▶ Task instructions
Give every line below again, exactly.
======== Data to use ========
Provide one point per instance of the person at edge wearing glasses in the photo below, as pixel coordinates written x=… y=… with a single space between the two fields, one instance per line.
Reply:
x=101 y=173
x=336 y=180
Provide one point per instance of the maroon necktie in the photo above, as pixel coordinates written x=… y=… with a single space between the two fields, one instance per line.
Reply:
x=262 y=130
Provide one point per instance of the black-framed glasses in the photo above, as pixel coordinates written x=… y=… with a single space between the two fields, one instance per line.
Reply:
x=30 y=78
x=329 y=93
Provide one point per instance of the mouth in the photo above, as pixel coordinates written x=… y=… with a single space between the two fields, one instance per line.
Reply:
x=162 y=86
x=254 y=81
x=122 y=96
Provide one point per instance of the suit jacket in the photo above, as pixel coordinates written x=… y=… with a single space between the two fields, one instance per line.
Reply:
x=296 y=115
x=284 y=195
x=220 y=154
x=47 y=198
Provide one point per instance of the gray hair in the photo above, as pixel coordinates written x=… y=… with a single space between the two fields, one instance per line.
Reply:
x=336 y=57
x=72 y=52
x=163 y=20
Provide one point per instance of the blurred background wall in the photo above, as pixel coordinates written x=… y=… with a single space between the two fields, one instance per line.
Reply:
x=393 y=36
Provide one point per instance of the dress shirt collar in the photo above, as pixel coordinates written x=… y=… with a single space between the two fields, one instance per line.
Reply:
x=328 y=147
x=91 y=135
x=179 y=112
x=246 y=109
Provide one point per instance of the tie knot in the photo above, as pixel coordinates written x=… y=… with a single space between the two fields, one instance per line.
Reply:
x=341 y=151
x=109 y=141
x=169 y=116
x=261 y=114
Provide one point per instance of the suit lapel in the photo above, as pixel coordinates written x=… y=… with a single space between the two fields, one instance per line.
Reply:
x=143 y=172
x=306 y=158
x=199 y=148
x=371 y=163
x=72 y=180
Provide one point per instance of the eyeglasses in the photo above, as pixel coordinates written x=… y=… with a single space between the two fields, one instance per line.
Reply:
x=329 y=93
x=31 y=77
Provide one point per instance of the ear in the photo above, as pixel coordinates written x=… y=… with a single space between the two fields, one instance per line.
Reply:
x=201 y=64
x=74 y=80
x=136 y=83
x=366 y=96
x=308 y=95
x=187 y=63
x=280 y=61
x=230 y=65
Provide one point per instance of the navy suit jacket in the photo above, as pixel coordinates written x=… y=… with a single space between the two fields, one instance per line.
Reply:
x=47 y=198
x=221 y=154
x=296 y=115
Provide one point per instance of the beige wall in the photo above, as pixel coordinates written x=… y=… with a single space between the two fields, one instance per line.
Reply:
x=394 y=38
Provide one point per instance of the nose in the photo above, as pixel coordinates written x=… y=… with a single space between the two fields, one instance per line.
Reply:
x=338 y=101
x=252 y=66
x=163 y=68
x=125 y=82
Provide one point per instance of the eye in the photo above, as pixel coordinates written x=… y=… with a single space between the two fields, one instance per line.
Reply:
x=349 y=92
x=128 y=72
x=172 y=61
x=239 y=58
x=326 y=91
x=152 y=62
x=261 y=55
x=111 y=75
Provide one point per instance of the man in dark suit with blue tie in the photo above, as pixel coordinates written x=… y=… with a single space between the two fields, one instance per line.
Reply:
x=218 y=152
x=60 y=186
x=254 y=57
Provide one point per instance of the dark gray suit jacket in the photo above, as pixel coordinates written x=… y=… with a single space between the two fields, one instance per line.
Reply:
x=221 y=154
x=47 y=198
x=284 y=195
========
▶ Final result
Provide one point per instance of the person at edge wearing glasses in the photo below, as pixel coordinates written x=… y=… with a single space between the two fields, one instance per line.
Reply:
x=101 y=173
x=336 y=180
Provide one point per instance of the maroon necktie in the photo above, as pixel coordinates written x=… y=… with a single space between the two fields, one instance per line.
Reply:
x=262 y=130
Provide one point per instance of the black-framed glasses in the photo above, as pixel coordinates written x=… y=… with a single space between the two fields, one instance per line.
Reply:
x=30 y=78
x=329 y=93
Provide one point per instance of the mouth in the photo above, as pixel coordinates written x=… y=… with a single space between the two fields, one instance per line.
Reply:
x=162 y=86
x=254 y=81
x=122 y=96
Provide one point per instance of the suit jacket in the photo above, as pixel coordinates written x=… y=… with a single space between the two fields, one instance per line.
Reply:
x=296 y=115
x=284 y=195
x=220 y=154
x=47 y=198
Provide one point per instance of the gray hair in the photo above, as pixel coordinates written x=… y=… with a single space between the two fields, one instance per line.
Reply:
x=336 y=57
x=72 y=52
x=163 y=20
Provide one point per instance of the blurred background wall in the photo above, as pixel coordinates written x=… y=… with a single space between the two fields, one instance per line.
Reply:
x=393 y=36
Provide one point per instance of the dress shirt collar in the photo above, as pixel coordinates written x=… y=… with a single space between the two fields, one instance per line.
Reply:
x=328 y=147
x=91 y=135
x=179 y=112
x=246 y=109
Provide one point per instance of the tie knot in the photo above, as pixel coordinates written x=… y=… with a single space between the two fields, one instance per line.
Reply:
x=341 y=151
x=109 y=141
x=169 y=116
x=261 y=114
Provide one point per instance of the suit lapel in the photo above, as pixel coordinates written x=… y=… with a single space between the two fields, one instance per line.
Reply:
x=143 y=172
x=306 y=158
x=199 y=148
x=371 y=163
x=72 y=180
Provide one point per instance of the eyeglasses in the photo above, as pixel coordinates written x=… y=… with a single space between the two fields, one instance per line.
Reply:
x=329 y=93
x=31 y=77
Provide one point per instance of the ear in the photo above, as pixel coordinates written x=… y=… with a single space between the two fields, one instance per line.
Reply:
x=201 y=64
x=74 y=80
x=136 y=83
x=366 y=96
x=308 y=95
x=187 y=63
x=280 y=61
x=230 y=65
Provide one point per instance of the navy suit jacket in the photo above, as pixel coordinates written x=… y=… with a single space between the two fields, one instance per line.
Reply:
x=47 y=198
x=221 y=154
x=296 y=115
Provide one point per instance of the beige wall in the photo above, as pixel coordinates written x=… y=… with a single space between the two fields, one instance per line.
Reply:
x=394 y=38
Provide one point per instance of the nose in the photo above, as pixel coordinates written x=… y=… with a single space between the two fields, one instance per line.
Reply:
x=338 y=101
x=252 y=66
x=163 y=68
x=125 y=82
Provide one point per instance of the eye in the photo above, as pixel coordinates written x=… y=… with a single space between the two fields, one instance per line.
Reply:
x=349 y=92
x=128 y=72
x=172 y=61
x=239 y=58
x=326 y=91
x=152 y=62
x=261 y=55
x=111 y=75
Provide one point per instance of the man in dark suit with blue tie in the photo above, as pixel coordinates written x=… y=… with a single space between the two fields, one instance per line.
Reply:
x=218 y=152
x=60 y=186
x=254 y=57
Provide one point per instance of the dark gray suit jacket in the photo above, as pixel coordinates written x=… y=… with a single space between the two fields, one instance per line.
Reply:
x=221 y=154
x=47 y=198
x=284 y=195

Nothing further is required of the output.